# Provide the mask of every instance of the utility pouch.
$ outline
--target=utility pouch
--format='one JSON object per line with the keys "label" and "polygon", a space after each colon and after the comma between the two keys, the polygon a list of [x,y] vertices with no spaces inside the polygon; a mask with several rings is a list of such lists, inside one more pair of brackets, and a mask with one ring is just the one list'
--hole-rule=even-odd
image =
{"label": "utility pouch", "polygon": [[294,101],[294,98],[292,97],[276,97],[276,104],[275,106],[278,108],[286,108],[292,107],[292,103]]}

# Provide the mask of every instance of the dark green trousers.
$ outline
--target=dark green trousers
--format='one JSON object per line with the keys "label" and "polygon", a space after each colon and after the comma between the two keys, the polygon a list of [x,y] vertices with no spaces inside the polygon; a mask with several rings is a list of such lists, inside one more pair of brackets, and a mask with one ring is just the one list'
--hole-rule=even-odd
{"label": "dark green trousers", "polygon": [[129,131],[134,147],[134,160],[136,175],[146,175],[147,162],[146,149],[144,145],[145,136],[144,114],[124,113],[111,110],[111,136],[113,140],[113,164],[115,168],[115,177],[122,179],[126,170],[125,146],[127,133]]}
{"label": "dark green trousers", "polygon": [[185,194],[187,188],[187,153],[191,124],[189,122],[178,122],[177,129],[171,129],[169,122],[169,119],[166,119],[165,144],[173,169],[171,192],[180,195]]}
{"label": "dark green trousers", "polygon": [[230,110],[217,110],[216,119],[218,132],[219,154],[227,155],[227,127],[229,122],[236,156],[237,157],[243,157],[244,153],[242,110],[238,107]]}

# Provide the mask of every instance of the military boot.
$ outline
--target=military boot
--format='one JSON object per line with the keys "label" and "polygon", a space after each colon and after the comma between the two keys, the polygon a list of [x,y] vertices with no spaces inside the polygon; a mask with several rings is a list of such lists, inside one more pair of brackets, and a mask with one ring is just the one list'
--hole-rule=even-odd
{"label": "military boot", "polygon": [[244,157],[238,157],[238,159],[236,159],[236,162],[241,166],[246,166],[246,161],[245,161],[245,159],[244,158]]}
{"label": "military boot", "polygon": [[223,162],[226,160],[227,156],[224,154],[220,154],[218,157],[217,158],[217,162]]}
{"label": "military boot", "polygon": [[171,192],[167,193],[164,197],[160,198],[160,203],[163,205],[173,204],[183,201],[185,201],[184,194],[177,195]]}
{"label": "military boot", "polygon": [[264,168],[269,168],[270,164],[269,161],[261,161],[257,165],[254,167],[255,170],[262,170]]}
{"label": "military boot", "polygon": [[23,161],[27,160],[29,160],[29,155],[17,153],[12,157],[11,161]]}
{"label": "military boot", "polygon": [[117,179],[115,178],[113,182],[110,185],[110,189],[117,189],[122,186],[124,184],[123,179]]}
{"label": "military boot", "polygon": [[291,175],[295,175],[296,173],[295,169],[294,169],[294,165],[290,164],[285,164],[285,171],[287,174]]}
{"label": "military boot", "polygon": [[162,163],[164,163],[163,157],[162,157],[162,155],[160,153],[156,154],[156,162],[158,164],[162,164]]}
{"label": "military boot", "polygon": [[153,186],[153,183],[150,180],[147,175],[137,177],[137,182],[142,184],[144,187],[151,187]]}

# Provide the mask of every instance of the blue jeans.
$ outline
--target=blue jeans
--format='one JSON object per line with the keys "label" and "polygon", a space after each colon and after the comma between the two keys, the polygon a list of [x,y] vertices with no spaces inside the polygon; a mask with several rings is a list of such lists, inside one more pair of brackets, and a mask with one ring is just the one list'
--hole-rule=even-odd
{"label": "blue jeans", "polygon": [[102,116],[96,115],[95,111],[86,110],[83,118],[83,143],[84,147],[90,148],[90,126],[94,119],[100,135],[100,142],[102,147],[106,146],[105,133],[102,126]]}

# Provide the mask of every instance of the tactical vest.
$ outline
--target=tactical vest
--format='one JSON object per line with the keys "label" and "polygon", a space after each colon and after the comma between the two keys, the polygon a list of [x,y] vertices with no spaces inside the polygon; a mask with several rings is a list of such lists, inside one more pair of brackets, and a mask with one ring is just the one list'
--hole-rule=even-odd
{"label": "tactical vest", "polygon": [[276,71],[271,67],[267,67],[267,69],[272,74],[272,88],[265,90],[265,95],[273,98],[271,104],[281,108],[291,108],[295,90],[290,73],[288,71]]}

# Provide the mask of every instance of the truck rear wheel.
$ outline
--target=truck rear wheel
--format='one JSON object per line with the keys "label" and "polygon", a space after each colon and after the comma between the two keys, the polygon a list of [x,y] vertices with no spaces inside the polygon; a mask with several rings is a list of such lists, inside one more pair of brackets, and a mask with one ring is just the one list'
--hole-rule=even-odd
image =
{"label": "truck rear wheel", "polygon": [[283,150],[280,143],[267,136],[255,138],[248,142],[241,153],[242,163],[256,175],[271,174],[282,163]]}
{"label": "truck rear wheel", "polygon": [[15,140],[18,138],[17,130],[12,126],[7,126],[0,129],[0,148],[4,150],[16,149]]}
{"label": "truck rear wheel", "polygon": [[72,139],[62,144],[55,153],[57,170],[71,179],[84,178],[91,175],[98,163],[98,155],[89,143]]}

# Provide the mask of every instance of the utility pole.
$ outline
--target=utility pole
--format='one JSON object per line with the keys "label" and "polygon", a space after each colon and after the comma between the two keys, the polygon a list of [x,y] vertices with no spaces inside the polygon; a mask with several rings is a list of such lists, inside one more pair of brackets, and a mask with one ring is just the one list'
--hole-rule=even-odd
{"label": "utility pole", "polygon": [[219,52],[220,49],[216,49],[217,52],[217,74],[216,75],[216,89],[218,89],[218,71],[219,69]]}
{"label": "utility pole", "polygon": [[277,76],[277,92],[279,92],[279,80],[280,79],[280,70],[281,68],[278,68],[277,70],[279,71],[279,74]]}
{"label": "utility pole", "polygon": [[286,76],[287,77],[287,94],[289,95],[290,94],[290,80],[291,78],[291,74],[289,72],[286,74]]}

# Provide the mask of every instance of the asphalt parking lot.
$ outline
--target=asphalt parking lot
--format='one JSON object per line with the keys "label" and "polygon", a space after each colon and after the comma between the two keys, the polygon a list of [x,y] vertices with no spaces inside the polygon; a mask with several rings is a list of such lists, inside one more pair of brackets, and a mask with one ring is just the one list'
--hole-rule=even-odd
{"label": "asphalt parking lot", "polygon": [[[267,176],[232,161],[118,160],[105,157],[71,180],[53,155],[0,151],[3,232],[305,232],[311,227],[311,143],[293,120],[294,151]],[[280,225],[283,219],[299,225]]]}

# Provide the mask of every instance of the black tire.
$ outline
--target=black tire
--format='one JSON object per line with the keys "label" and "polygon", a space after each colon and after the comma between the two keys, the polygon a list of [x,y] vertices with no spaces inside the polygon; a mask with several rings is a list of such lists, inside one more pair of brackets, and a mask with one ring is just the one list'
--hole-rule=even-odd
+ + + + +
AIM OF THE EXERCISE: Could you reproduce the records from the line containing "# Provide the mask of every instance of the asphalt" through the end of the records, swapping "black tire" for "spare tire" wherever it appears and leaving everything else unchanged?

SOLUTION FOR THIS TASK:
# Provide the mask of every instance of the asphalt parking lot.
$ outline
--target=asphalt parking lot
--format='one JSON object per line with the keys "label" and "polygon", a space after each colon and after the comma between the two keys, the polygon a list of [x,y] vertices with no spaces inside the polygon; a mask with several rings is a list of such lists, inside one more pair of brackets, and a mask with one ring is just the one list'
--hole-rule=even-odd
{"label": "asphalt parking lot", "polygon": [[[267,176],[232,161],[118,160],[105,157],[71,180],[53,155],[0,151],[3,232],[305,232],[311,227],[311,143],[293,120],[294,151]],[[280,225],[283,219],[299,225]]]}

# Provide the mask of every instance of the spare tire.
$ outline
--target=spare tire
--format='one JSON object per line with the keys "label" and "polygon", a space after each colon and after the comma between the two keys, the polygon a list of [x,y] vertices with no spaces inside the polygon; a mask with several rings is a list of such lists, inside one more pair of brackets, and a mask with one ring is just the one list'
--hole-rule=even-odd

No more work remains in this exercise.